─── Quoted text ───

6.16 ‘You (ye) shall not test out Yahweh your God, as you tested him out in Massah.’
Let them remember the lesson of Massah (‘place of testing’). There as a group they had tested out Yahweh when there was a shortage of water and they had been ready to kill Moses because of their deep anger, for they had blamed him for their predicament. But then Yahweh had provided them with water from a rock (Exodus 17.1-7). Thus should they recognise that He can and will always provide water, and indeed, anything that they really need, if they but trust Him and obey Him. They must therefore look to Him in faith and not test Him out. They do not need to turn to anyone else for their sustenance.
In verse 19 he will point out that that is why the Canaanites must be driven out. Otherwise they will be a snare and a trap to them causing them to ‘test Yahweh’.
These words were utilised by Jesus when He was tempted by Satan in the wilderness. They speak to us all. ‘You shall not put the Lord your God to the test’. To do that is to lack true faith.
6.17-18 ‘You (ye) shall diligently keep the commandments of Yahweh your God, and his testimonies, and his statutes, which he has commanded you (thee), and you (thou) shall do that which is right and good in the sight of Yahweh, that it may be well with you, and that you may go in and possess the good land which Yahweh swore to your fathers.’
What they must each (thou) and all of them (ye) rather do is diligently keep Yahweh’s covenant stipulations, the commandments of Yahweh their God, and His testimonies and statutes which He has commanded each of them (or has commanded Israel as a nation), and do what is right and good in His sight. Then it will be well with them, and then they will be able to go in and possess the good land that Yahweh swore to their fathers. Such possession of the land constantly demanded righteousness (see verse 25), because the land belonged to the Righteous One. Indeed Yahweh had promised it to their fathers so that He might establish a righteous land. While they would receive it because of the faith and faithfulness of others, they must fit into what it was, His land, the land of the Righteous One, and demonstrate that they deserved it by doing what was right and good in His sight (as we also must).

─── Given material ───

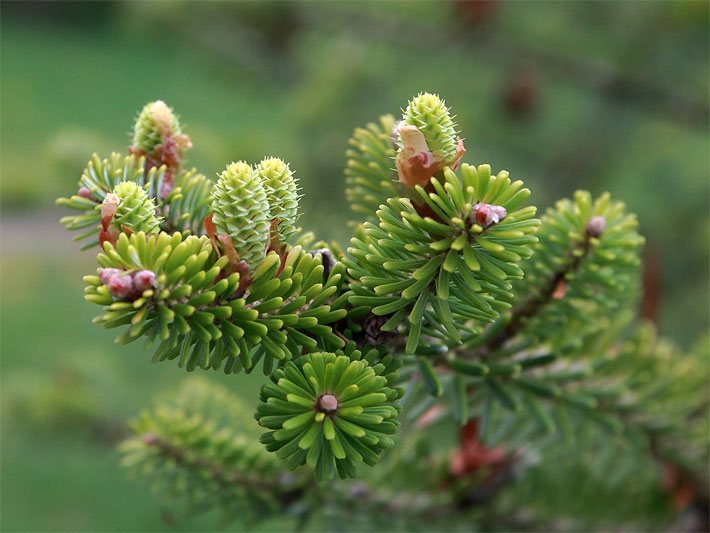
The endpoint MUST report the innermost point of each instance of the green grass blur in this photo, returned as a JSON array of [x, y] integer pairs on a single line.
[[608, 96]]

───

Write the next part of the commentary on Deuteronomy 6 above, starting after its last sentence.

> _The response_:
‘Thou’ is used from here to the end of the chapter.
6.19 ‘To thrust out all your enemies from before you (thee), as Yahweh has spoken.’
And one of the ways in which they would do this was by thrusting out all their enemies from before them, as Yahweh has commanded. In order that the land may be righteous it was essential that the evil inhabitants were driven out. Otherwise they would only test out Israel and cause them harm and would continue to defile the land with their idolatries and perversions, and would in the end make them test Yahweh. If the kingdom of Yahweh was ever to be set up the land must be cleared of those who would do evil and would not respond to the covenant. In the same way can none enter Heaven who have not been prepared for it by God. ‘Thee’ here clearly means the whole nation as one.
The lesson for us of this constant repetition of the need to clear the land of Canaanites is that we too must clear our lives of all that could lead us astray. Whatever might lead us to lessen our devotion and dedication to Jesus Christ must be thrust from us. We must show it no mercy. We must not put the Lord to the test. We should also take heed that our hearts are set, not on the land, but on the Kingly Rule of God. We have a greater land on which to set our hearts.
And What They Know For Themselves They Must Explain To Their Children So That Righteousness Might Prevail In The Land (6.20-25).
Analysis in the words of Moses:
Note that in ‘a’ the children question what the statutes and judgments are telling them, and in the parallel they learn that they are telling them of the righteousness that must be theirs if they are to dwell in the land that belongs to their covenant Overlord. In ‘b they are to tell them that they had been Pharaoh’s bondmen, and in the parallel that they are now Yahweh’s freemen. In ‘c’ we have described how Yahweh did His great wonders against Pharaoh and Egypt, and in the parallel how He brought them out from Egypt in order to give them His land which He had promised to their fathers.
6.20 ‘When your (thy) son asks you in time to come, saying, “What do the testimonies, and the statutes, and the ordinances, which Yahweh our God has commanded you, mean?” ’
So when their children in the future asked each of them concerning the testimonies, and the statutes and the ordinances, which ‘Yahweh our God’ (their covenant God) had commanded them, and what they meant, they would be able to point to the faithfulness and goodness of the God of the covenant, and stress that they were His commands which he had a right to require of them because He was their overlord and Deliverer.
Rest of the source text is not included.